** Provided information follows **

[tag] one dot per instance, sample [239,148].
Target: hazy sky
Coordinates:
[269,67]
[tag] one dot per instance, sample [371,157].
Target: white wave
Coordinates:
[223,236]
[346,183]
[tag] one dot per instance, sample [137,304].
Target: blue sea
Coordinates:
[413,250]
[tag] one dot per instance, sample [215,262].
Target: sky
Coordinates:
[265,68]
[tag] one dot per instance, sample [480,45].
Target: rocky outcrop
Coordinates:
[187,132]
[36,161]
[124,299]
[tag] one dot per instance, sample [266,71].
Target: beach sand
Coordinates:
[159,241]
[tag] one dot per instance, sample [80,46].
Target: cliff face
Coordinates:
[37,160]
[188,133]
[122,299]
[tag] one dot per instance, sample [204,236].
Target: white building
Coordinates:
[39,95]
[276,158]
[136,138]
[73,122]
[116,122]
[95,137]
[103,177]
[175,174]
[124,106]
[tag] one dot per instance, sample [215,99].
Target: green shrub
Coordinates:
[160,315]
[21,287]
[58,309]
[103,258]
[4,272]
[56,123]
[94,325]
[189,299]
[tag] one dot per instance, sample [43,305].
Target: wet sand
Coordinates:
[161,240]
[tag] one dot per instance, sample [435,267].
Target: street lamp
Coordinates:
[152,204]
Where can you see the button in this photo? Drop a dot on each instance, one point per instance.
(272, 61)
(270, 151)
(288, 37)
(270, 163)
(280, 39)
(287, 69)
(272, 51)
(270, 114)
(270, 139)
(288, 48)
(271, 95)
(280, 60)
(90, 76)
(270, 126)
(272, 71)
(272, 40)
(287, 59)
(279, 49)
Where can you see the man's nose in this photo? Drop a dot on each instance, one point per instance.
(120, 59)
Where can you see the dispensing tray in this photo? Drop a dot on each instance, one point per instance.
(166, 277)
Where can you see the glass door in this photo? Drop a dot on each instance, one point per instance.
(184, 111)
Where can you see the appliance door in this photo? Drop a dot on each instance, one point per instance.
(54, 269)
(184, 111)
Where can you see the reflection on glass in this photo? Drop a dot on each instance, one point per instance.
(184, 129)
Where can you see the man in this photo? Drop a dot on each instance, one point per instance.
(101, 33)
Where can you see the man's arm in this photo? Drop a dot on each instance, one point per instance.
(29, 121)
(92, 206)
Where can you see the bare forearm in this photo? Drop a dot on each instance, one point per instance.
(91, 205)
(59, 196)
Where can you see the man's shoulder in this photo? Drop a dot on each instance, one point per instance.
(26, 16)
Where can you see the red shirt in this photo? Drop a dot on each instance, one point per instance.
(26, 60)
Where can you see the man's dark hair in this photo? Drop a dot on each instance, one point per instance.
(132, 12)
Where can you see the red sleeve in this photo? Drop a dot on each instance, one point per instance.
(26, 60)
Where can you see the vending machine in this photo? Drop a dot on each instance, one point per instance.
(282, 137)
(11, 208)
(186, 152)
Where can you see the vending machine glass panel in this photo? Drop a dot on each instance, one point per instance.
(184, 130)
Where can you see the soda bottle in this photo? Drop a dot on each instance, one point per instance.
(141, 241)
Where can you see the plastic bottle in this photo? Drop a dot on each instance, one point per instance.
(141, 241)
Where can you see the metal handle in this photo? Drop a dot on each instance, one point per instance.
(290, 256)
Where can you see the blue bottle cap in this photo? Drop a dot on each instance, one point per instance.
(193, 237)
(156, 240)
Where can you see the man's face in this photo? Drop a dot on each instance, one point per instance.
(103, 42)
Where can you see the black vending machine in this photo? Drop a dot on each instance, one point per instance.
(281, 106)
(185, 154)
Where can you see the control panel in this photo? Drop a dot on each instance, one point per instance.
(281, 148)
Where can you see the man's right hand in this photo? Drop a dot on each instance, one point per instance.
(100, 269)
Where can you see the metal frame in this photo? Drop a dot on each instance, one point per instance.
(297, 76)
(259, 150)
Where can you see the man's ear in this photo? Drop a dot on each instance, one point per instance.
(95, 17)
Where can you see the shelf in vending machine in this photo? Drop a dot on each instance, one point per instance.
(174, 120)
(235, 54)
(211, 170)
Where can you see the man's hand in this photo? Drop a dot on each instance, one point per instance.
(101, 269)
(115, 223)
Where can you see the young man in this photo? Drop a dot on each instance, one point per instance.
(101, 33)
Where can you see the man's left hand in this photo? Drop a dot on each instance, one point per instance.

** End of Provided information **

## Assigned task
Repeat every entry exactly as written above.

## Task answer
[tag] one dot per instance, sample [239,148].
Target: hazy sky
Coordinates:
[269,67]
[tag] one dot per instance, sample [371,157].
Target: white wave
Coordinates:
[223,236]
[346,183]
[tag] one dot per instance, sample [137,304].
Target: blue sea
Coordinates:
[413,250]
[tag] one dot per instance, sample [215,262].
Target: sky
Coordinates:
[265,68]
[tag] one dot per instance, sample [480,45].
Target: rocky outcrop
Coordinates:
[187,132]
[36,161]
[124,299]
[tag] one dot per instance, sample [266,71].
Target: beach sand
Coordinates:
[159,241]
[tag] one dot per instance, sample [80,46].
Target: cliff face
Coordinates:
[37,160]
[188,133]
[122,299]
[tag] one dot per instance, sample [204,236].
Target: white building
Coordinates:
[39,95]
[276,158]
[136,138]
[73,122]
[116,122]
[95,137]
[103,177]
[175,174]
[124,106]
[tag] one dot per instance, sample [215,99].
Target: green shrub
Coordinates:
[160,315]
[21,287]
[58,309]
[103,258]
[4,272]
[56,123]
[94,325]
[189,299]
[tag] one dot per instance, sample [43,305].
Target: wet sand
Coordinates:
[161,240]
[tag] one dot per instance, sample [435,267].
Target: street lamp
Coordinates:
[152,204]
Where can you see the button in this photo? Drop a dot on each instance, one point per instance.
(272, 61)
(270, 151)
(288, 37)
(270, 163)
(280, 39)
(287, 69)
(272, 51)
(270, 114)
(270, 139)
(288, 48)
(271, 95)
(280, 60)
(90, 76)
(270, 126)
(272, 71)
(272, 40)
(287, 59)
(279, 49)
Where can you see the man's nose in this photo? Drop a dot on each instance, one point per instance.
(120, 59)
Where can you see the dispensing tray in this photo? Drop a dot on each instance, one point per instance.
(166, 277)
Where can you see the glass door in this photo? Drop a dot on each instance, one point per instance.
(184, 111)
Where can you see the appliance door in this photo? Drop a dot on each instance, one point per instance.
(54, 269)
(184, 111)
Where can you see the reflection on glass in this photo? Drop a dot on each instance, one point per instance.
(184, 129)
Where can you see the man in this photo? Drop a dot on each instance, one point per instance.
(101, 33)
Where can you see the man's arm in this photo? Drop a dot on each instance, one point per instance.
(29, 121)
(92, 206)
Where can you see the bare forearm in this photo? Drop a dot on each instance, one point per instance.
(91, 205)
(59, 196)
Where can you see the man's shoulder in this photo? Drop a dot on each instance, one point per instance.
(26, 16)
Where can you see the red shirt in this photo? Drop a dot on each instance, one point per instance.
(26, 60)
Where can you see the man's dark hair in this photo? Drop a dot on each instance, one point per instance.
(132, 12)
Where can you see the red sleeve in this photo? Drop a dot on each instance, one point per instance.
(26, 60)
Where can you see the vending machine in this photo? Drop a dot on each instance, one point per instance.
(282, 137)
(11, 208)
(186, 152)
Where can you see the vending machine glass panel in this photo? Drop a dot on each instance, one point per instance.
(184, 130)
Where can you see the soda bottle in this photo? Drop a dot on each instance, one point per instance.
(141, 241)
Where can you see the plastic bottle in this photo? Drop a dot on each instance, one point per instance.
(141, 241)
Where can you see the metal handle in this photo? Drop a dot on each instance, one point per instance.
(290, 256)
Where can you see the blue bottle cap in this photo? Drop a dot on each instance, one point per instance.
(193, 237)
(156, 240)
Where can you see the man's face in this photo? Drop a dot on each instance, one point per instance.
(103, 42)
Where can you see the black vending machine in this photo? Drop a dot on each instance, one point per instance.
(281, 106)
(185, 154)
Where can you see the control panel in this photo? Drop a dot on each instance, one point per instance.
(281, 148)
Where can you see the man's right hand in this photo? Drop a dot on each instance, one point per instance.
(100, 269)
Where can you see the metal frame in this photo? Drop a dot on each instance, one point per instance.
(297, 76)
(259, 150)
Where can you see the man's ear in this photo? Drop a dot on each instance, one point per instance.
(95, 17)
Where can you see the shelf in vending machine in this photo? Drop a dot on each instance, one point per instance.
(174, 120)
(235, 54)
(211, 170)
Where can you see the man's hand in this photo? Drop a dot on each instance, one point per instance.
(101, 269)
(115, 223)
Where can you see the young man in this photo? Drop a dot on each instance, one point per instance.
(101, 33)
Where can you see the man's left hand in this photo? Drop a dot on each instance, one point per instance.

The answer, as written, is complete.